- [TEXT PROVIDED]
— start —

What is Structure LO25554

From: Fred Nickols (nickols@att.net)
Date: 10/26/00

Replying to LO25540 --

[Host's Note: Gremlins, again! A large part of Fred's message was
truncated. I am redistributing it... This time, I hope, in full. ..Rick]

Replying to David Wilkinson in LO25499 --

>My question is - What is structure in a system? Is it visible, invisible
>or both? Is it formal or informal or both? What is it?

Several others have already responded to this but I think what I'm about to
say is sufficiently different as to warrant going ahead.

To me, "structure" (in anything, including systems,) has three
components. First, there are the elements that make up the
system. Second, are the connections between and among these
elements. Third, are the relationships that exist between and among the
elements by way of their connections. Elements, connections and
relationships; these are the stuff of structure.

— end —

- [COLLECTED DATA]
— start —

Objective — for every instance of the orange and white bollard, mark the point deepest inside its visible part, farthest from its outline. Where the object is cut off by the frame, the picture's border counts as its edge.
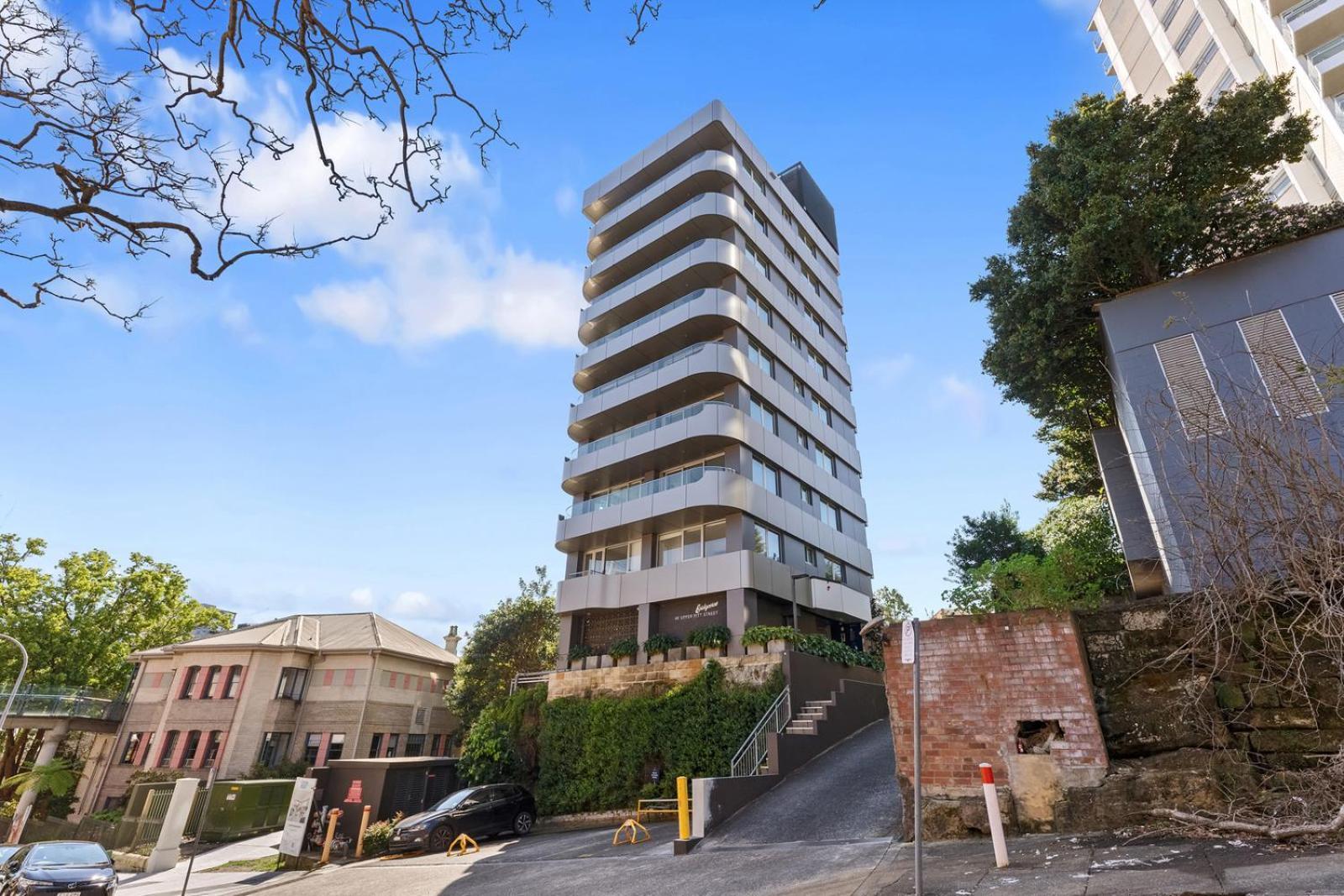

— end —

- [STATED GOAL A] Transcribe the message about structure from "Replying to David" up to and including "warrant going ahead.".
- [STATED GOAL B] According to the message about structure, what three components make up structure?
Rely only on the message about structure, not on the listing.

- [FULL ANSWER A]
Replying to David Wilkinson in LO25499 --

>My question is - What is structure in a system? Is it visible, invisible
>or both? Is it formal or informal or both? What is it?

Several others have already responded to this but I think what I'm about to
say is sufficiently different as to warrant going ahead.

- [FULL ANSWER B] Elements, connections, and relationships.